ALQURAN memiliki posisi yang amat
vital dan terhormat dalam masyarakat muslim di seluruh dunia. Di samping
sebagai sumber hukum,pedoman moral,bimbingan ibadah dan doktrin
keimanan,Alquran juga merupakan sumber peradaban yang bersifat historis dan
universal.
Dari enam rukun iman yang
diyakini umat Islam,ada dua yang tidak gaib, yaitu sosok Nabi Muhammad sebagai
sosok historis dan kitab suci Alquran yang bisa kita baca dan kaji
kandungannya. Sosok Nabi Muhammad pun bisa disebut gaib dalam pengertian kita
tidak hidup sezaman dan hanya mampu membaca dan memahami sebagian kecil saja
dari keseluruhan riwayat hidupnya.
Dengan demikian, pintu gerbang
yang terbuka untuk mendalami ajaran Allah adalah melalui kitab suci Alquran.
Namun,kita pun sadar bahwa pesan Allah yang terkandung dalam Alquran yang
sedemikian luas dan dalam tidak mungkin kita kuasai sepenuhnya hingga tuntas.
Mungkin itulah sebabnya sejak
awal mula diwahyukan kepada Rasulullah Muhammad sampai hari ini, berbagai ulama
tafsir selalu bermunculan dan berbagai buku yang diinspirasi oleh ayat-ayat
Alquran senantiasa terbit. Tidak ada sebuah teks yang melahirkan teks-teks lain
yang tak terhitung jumlahnya, kecuali teks suci Alquran.
Yang juga sangat menarik
direnungkan, begitu kita membuka dan membaca teks suci Alquran,Alquran sendiri
menyuruh pembacanya untuk mengaitkan pesan dirinya dengan teks-teks kauniyah,
yaitu wahyu Tuhan yang terhampar dalam jagat semesta. Tidak hanya ayat semesta,
Alquran juga menyuruh kita mengintegrasikan pesannya dengan ayat-ayat nafsiyah
dan tarikhiyah, yaitu hukum Allah (sunatullah) yang tertulis dalam diri manusia
dan dalam hukum sejarah.
Dengan demikian, terjadi hubungan
dialektik dan saling menafsirkan antara wahyu yang tertulis dalam mushaf
Alquran (ayat kitabiyah) dan ayat yang terhampar dalam jagat semesta (ayat
kauniyah) dan wahyu tertulis dalam diri manusia (ayat nafsiyah) serta wahyu
yang bekerja melalui hukum sejarah (ayat ijtima’iyah- tarikhiyah).Peradaban
Islam akan tumbuh dan berdiri kokoh manakala mampu mengintegrasikan keempat
pilar ini.

_Data Item_.
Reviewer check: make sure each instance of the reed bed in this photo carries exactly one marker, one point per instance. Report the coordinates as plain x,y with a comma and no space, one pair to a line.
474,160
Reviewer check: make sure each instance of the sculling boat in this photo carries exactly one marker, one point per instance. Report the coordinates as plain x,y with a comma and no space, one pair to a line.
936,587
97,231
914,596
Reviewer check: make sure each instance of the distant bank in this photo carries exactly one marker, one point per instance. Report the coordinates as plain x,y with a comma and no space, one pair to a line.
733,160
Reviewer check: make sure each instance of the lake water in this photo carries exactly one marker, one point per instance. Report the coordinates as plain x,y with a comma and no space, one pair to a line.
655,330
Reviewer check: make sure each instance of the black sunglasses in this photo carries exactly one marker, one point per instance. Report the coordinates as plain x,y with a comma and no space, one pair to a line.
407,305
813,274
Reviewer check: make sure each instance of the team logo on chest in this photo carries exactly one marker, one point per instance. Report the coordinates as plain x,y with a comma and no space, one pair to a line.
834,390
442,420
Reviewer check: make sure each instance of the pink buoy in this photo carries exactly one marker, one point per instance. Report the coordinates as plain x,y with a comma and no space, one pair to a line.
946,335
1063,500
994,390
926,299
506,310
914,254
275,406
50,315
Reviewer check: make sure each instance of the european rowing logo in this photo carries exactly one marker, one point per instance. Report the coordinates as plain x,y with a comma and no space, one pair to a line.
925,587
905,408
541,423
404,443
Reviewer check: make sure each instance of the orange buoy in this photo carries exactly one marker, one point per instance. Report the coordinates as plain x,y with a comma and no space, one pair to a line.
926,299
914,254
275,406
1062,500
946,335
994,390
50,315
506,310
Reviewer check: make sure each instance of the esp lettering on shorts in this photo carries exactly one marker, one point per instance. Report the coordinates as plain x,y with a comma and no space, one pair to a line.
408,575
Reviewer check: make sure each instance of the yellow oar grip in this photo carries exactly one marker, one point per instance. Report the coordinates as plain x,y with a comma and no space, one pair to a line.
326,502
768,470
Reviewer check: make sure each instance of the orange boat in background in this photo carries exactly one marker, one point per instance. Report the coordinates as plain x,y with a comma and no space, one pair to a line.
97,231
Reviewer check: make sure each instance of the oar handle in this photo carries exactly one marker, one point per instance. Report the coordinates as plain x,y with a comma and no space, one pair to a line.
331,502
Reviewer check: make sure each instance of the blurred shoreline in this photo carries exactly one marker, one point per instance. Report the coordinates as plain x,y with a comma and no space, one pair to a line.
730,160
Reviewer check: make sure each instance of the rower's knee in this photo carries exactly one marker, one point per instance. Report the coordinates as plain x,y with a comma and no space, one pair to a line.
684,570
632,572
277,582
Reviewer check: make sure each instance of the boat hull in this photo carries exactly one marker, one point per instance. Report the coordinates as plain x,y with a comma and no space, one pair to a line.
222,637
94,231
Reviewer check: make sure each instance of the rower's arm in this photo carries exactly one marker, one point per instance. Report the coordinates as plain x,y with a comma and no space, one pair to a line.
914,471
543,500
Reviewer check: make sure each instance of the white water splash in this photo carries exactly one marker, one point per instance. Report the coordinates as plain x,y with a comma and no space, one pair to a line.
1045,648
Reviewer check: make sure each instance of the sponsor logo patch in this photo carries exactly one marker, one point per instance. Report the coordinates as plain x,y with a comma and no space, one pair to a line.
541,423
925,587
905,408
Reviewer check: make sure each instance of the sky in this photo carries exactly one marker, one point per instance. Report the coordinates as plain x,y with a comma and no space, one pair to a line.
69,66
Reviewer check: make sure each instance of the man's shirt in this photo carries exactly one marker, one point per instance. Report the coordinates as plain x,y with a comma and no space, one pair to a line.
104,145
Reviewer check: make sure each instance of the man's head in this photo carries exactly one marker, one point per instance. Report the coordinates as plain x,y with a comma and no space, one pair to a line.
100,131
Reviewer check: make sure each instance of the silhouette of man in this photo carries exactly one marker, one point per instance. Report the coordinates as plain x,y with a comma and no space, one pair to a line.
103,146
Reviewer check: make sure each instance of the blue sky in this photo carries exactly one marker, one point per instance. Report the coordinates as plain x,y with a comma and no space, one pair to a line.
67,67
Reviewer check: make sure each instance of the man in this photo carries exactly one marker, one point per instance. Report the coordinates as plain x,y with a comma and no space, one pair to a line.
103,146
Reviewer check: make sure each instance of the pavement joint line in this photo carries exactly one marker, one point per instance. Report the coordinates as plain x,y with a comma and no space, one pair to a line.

_Petunjuk Pengerjaan_.
- 1) Tuliskan ulang secara persis bagian teks tentang Alquran, mulai dari "ALQURAN memiliki posisi" dan berakhir pada "kitab suci Alquran.".
- 2) Tentukan apakah setiap pernyataan berikut sesuai dengan teks tentang Alquran, lalu jawab ya atau tidak disertai kutipan persis kata-kata penentunya dari teks: (a) Dari enam rukun iman, ada dua yang tidak gaib. (b) Peradaban Islam akan berdiri kokoh jika mampu mengintegrasikan tiga pilar. (c) Ayat kauniyah adalah wahyu yang tertulis dalam diri manusia.
- 3) Lanjutkan teks tentang Alquran mulai dari kalimat terakhirnya.
Item yang tercantum tidak dipakai dalam pengerjaan apa pun di sini.

_Jawaban Berurutan_.
- 1)
ALQURAN memiliki posisi yang amat
vital dan terhormat dalam masyarakat muslim di seluruh dunia. Di samping
sebagai sumber hukum,pedoman moral,bimbingan ibadah dan doktrin
keimanan,Alquran juga merupakan sumber peradaban yang bersifat historis dan
universal.
Dari enam rukun iman yang
diyakini umat Islam,ada dua yang tidak gaib, yaitu sosok Nabi Muhammad sebagai
sosok historis dan kitab suci Alquran yang bisa kita baca dan kaji
kandungannya. Sosok Nabi Muhammad pun bisa disebut gaib dalam pengertian kita
tidak hidup sezaman dan hanya mampu membaca dan memahami sebagian kecil saja
dari keseluruhan riwayat hidupnya.
Dengan demikian, pintu gerbang
yang terbuka untuk mendalami ajaran Allah adalah melalui kitab suci Alquran.

- 2)
(a) Ya: "ada dua yang tidak gaib".
(b) Tidak: "mampu mengintegrasikan keempat pilar ini".
(c) Tidak: "ayat yang terhampar dalam jagat semesta (ayat kauniyah)".

- 3)
Sejak awal mula diwahyukan,
Alquran sangat menekankanbetapavitalnya mengubah pola berpikir bangsa Arab kala
itu yang hidup dalam budaya iliterasi (ummy) agar mendayagunakan nalar untuk
melakukan riset, membaca jejak-jejak kebesaran-Nya yang terhampar di alam
semesta. Research terdiri atas dua kata: re-search, artinya selalu berusaha
menggali dan menggali lagi serta memperluas untuk menembus batas capaian ilmu
yang diraih hari ini karena sesungguhnya ilmu Allah itu tak terbatas.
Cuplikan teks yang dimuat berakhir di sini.